One dark, very foggy night at one platform, whilst we were standing off, a modern Norwegian vessel was steaming in to the dropping position. Typically, just before she was about to drop anchor, a voice could be heard from the platform, on the VHF, asking to speak to the skipper who responded. Now, if she had a bridge layout like ours, it could mean that you had to walk over to the telephone away from the controls.

Whatever, the conversation continued on until the ship ran into the legs of the platform, the skippers concentration obviously having been distracted. I did feel very sorry for him. I think the platform closed down for a fortnight.

Despite the tales of difficulties there were many days of good weather, easy handling, and humour, even if the latter was often retrospective. The principle target was to ensure that no one was injured and then that the job was done well.

Wimpey's, alas, paid the minimum and did not keep crews long. But I liked working for them...they reminded me of my time with Bank Line. Never a surplus of equipment and get by with what you had. The best food of any organisation I worked for, but unable to retain cooks because pay was better elsewhere. They once plaintively sent round a letter to the ships saying that they objected to the large amount of fillet steaks and double cream being ordered.


----------



## rcraig

The areas that stuck out in my mind when working those earlier vessels were the potential dangers of working on deck and the skill needed to handle the ship, the latter usually closely linked to the former.

Holding the ship still without reference points or thrusters whilst the crew aft were trying to lasso buoys and shackle up to wires and chains. The exposure to the crew when working on deck.

Eg., I remember on one occasion when we were backloading drill pipes. Conditions were not good enough for tying up. We were instructed to come in on the windward side for whatever reason. The wind was on the bow which meant lying to at an angle. She was difficult to hold in position. One end of the pipes was disconnected and the bow started to pay off. In an attempt to give us some more distance off the legs...and we were close...it required kicking the stern round and in and kicking ahead for distance. 

For reasons I can't remember now, the deckhands had great difficulty in securing the other end of the sling and we finished up in the parlous position of either having to push the stern round and come ahead with grave risk to the crane operator of pulling him down with his crane as he came to the end of his scope, or accepting that we drifted down to the legs and hope that we could connect/disconnect in time.

+++++

**WRITTEN PROBLEM 1**
In the offshore vessel account, what did Wimpey's object to in the letter it sent round to the ships?
**WRITTEN PROBLEM 2**
Summarize the offshore vessel account in two sentences.
**WRITTEN PROBLEM 3**
Do these statements agree with the offshore vessel account? Answer yes or no for each, quoting the deciding words. (a) The Norwegian vessel hit the platform on a clear night. (b) Wimpey's had trouble keeping cooks. (c) The drill pipes were backloaded with the ship tied up.
The items play no part in this work.

+++++

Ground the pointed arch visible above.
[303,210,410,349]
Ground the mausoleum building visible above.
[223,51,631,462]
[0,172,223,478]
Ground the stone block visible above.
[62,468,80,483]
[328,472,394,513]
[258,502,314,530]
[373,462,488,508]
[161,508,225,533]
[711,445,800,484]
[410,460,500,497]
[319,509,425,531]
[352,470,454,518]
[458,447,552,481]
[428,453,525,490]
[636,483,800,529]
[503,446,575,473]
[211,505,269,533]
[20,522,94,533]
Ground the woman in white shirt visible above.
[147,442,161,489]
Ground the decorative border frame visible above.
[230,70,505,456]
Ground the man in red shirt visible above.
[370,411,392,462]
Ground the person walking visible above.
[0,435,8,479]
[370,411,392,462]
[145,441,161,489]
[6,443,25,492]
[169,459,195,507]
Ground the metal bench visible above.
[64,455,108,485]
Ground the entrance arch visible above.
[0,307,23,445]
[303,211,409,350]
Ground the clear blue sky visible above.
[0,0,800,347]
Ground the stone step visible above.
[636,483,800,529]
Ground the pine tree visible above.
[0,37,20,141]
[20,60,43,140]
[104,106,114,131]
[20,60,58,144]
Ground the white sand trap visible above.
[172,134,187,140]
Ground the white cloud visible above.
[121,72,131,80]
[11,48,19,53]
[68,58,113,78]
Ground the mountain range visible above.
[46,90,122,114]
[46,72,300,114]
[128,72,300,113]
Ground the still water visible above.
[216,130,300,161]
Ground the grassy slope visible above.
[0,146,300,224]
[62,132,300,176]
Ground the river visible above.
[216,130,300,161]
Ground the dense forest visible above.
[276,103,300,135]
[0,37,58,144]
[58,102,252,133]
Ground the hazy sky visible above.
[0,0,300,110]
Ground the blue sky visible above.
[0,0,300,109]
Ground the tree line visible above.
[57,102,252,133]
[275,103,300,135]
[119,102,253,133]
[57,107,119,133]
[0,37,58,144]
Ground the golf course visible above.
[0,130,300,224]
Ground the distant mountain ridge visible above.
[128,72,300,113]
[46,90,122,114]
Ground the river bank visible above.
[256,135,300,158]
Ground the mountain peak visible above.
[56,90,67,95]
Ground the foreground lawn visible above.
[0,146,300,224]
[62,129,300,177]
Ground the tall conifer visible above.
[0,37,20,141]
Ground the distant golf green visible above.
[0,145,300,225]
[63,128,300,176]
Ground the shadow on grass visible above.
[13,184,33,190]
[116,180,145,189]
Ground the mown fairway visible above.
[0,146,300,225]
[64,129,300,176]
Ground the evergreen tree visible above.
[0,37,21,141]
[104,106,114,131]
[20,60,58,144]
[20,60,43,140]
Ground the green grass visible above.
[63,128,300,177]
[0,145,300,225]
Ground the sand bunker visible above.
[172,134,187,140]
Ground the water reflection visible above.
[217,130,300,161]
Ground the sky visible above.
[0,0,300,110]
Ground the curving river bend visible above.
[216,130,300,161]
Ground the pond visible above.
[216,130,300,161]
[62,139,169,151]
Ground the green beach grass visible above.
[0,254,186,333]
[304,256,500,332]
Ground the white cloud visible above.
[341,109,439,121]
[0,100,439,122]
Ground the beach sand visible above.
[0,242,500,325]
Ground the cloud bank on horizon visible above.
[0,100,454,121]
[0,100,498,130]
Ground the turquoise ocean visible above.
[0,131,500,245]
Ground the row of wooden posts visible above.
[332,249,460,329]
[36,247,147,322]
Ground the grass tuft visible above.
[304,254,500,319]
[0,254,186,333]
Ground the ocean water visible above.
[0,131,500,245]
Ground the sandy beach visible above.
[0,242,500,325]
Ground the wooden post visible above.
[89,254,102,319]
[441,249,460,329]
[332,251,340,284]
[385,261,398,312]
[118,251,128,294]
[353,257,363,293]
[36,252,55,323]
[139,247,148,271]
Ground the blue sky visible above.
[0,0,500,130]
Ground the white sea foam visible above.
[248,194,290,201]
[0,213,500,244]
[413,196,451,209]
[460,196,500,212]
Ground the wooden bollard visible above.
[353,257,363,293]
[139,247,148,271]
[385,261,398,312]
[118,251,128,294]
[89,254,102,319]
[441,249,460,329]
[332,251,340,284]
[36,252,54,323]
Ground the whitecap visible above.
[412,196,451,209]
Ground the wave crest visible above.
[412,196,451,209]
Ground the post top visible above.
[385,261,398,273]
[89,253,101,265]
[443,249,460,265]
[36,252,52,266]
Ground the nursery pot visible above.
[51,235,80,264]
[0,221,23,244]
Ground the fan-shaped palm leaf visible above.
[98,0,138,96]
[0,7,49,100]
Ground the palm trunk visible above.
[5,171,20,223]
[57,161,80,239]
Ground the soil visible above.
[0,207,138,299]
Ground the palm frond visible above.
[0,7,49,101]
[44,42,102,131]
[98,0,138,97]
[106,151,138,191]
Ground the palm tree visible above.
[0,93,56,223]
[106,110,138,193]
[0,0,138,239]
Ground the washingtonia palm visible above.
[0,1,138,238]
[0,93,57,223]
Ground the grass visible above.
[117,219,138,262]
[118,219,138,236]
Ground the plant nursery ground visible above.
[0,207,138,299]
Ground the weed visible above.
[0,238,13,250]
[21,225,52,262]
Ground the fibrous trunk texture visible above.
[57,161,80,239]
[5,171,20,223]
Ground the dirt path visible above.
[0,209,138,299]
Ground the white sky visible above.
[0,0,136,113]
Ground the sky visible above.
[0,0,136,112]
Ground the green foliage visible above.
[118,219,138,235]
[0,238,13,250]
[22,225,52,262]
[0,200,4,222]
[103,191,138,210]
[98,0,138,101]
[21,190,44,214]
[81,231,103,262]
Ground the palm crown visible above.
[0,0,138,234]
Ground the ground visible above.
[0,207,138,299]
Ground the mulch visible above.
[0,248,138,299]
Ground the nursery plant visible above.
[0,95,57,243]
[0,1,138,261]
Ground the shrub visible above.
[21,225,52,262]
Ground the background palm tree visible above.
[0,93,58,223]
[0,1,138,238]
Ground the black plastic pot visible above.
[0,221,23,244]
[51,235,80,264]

+++++

**EXPECTED ANSWER 1**
The large amount of fillet steaks and double cream being ordered.

**EXPECTED ANSWER 2**
On a foggy night, a Norwegian vessel ran into a platform's legs after its skipper was distracted by a VHF conversation. Wimpey's is described as paying the minimum but serving the best food, and a second poster recalls the deck dangers and ship-handling skill of early vessels, including a risky backloading of drill pipes close to platform legs.

**EXPECTED ANSWER 3**
(a) No: "One dark, very foggy night at one platform"
(b) Yes: "unable to retain cooks because pay was better elsewhere"
(c) No: "Conditions were not good enough for tying up."